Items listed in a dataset

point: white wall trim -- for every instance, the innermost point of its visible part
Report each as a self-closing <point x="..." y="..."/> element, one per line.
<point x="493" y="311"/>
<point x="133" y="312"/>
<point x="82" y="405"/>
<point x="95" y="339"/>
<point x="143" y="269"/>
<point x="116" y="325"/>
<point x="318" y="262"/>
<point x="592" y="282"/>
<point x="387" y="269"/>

(GIVEN PROBLEM): Format every line of the data above as a JSON list of strings, with one string per line and any blank lines skipped.

(CORRECT OUTPUT):
[
  "point: white wall trim -- for every instance, the innermost point of its visible part",
  "Report each as a self-closing <point x=\"...\" y=\"...\"/> element, one per line.",
  "<point x=\"493\" y=\"311\"/>",
  "<point x=\"133\" y=\"312\"/>",
  "<point x=\"82\" y=\"405\"/>",
  "<point x=\"95\" y=\"339\"/>",
  "<point x=\"143\" y=\"269\"/>",
  "<point x=\"116\" y=\"325\"/>",
  "<point x=\"318\" y=\"262\"/>",
  "<point x=\"592\" y=\"282\"/>",
  "<point x=\"387\" y=\"269\"/>"
]